→ **To do**
Once the line containing "Where can the black" is found, retype it and each line after it through the last entry below, word for word, and nothing else.

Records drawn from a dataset
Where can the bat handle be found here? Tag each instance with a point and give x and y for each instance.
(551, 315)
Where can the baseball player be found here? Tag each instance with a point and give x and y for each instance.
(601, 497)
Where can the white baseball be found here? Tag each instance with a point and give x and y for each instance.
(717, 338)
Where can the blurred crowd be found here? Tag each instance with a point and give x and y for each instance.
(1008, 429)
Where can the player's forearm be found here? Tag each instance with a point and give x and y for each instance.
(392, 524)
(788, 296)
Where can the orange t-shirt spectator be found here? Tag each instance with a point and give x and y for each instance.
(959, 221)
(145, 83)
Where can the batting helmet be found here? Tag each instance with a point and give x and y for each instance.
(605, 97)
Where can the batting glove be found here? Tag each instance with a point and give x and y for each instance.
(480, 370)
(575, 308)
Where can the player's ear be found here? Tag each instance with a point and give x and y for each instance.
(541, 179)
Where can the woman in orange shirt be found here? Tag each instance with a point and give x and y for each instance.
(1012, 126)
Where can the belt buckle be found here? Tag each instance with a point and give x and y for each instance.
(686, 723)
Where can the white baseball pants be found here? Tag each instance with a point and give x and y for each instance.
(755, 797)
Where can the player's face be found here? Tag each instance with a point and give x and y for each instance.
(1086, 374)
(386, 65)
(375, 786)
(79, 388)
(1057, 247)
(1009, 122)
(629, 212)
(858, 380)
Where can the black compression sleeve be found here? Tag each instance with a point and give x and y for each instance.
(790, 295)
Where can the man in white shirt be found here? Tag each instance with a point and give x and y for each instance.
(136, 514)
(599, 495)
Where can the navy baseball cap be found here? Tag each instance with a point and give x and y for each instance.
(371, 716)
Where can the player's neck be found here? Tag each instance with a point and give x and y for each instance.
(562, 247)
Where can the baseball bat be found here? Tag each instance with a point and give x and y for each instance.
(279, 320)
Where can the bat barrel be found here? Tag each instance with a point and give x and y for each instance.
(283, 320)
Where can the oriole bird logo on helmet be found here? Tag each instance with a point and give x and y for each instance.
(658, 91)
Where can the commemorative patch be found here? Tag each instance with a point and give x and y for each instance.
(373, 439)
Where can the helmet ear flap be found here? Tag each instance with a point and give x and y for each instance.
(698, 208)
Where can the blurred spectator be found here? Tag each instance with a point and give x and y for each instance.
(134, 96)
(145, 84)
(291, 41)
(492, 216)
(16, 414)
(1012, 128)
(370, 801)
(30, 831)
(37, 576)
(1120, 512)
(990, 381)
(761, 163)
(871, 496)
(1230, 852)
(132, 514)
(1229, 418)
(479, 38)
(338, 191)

→ **Completed exercise**
Where can the black compression sleeve be found here? Tag each instance with a point and give x and y for each instance.
(790, 295)
Where can the man in white shirt be found here? Tag each instance with a point and give x and y for each instance.
(136, 514)
(599, 495)
Where can the navy baseball cap be found here? Tag each instance with a point and give x and y for each instance.
(371, 716)
Where can the player's neck be found here? Tag each instance with a point and give x and y for each instance.
(562, 247)
Where can the baseball bat be found here? Tag each instance with a point and give x and y for each instance.
(279, 320)
Where can the bat barrel be found here? Tag each instance with a point and give x and y for each instance.
(283, 320)
Where can the oriole bird logo on helmet be found here? Tag each instance with a point and give x and y for each instance.
(658, 91)
Where can the commemorative patch be found here? Tag each instance with a point and give x and y for each instance.
(373, 439)
Where can the helmet ear flap be found here? Tag each instance with a point and give x and y for each instance.
(698, 208)
Where can the blurred spectator be found here? Tag each instance with a point and give x and y for each instance.
(134, 96)
(145, 84)
(291, 41)
(492, 216)
(16, 414)
(1012, 128)
(370, 801)
(30, 831)
(37, 576)
(1120, 512)
(990, 381)
(761, 163)
(871, 496)
(1230, 852)
(132, 514)
(1229, 418)
(479, 38)
(338, 191)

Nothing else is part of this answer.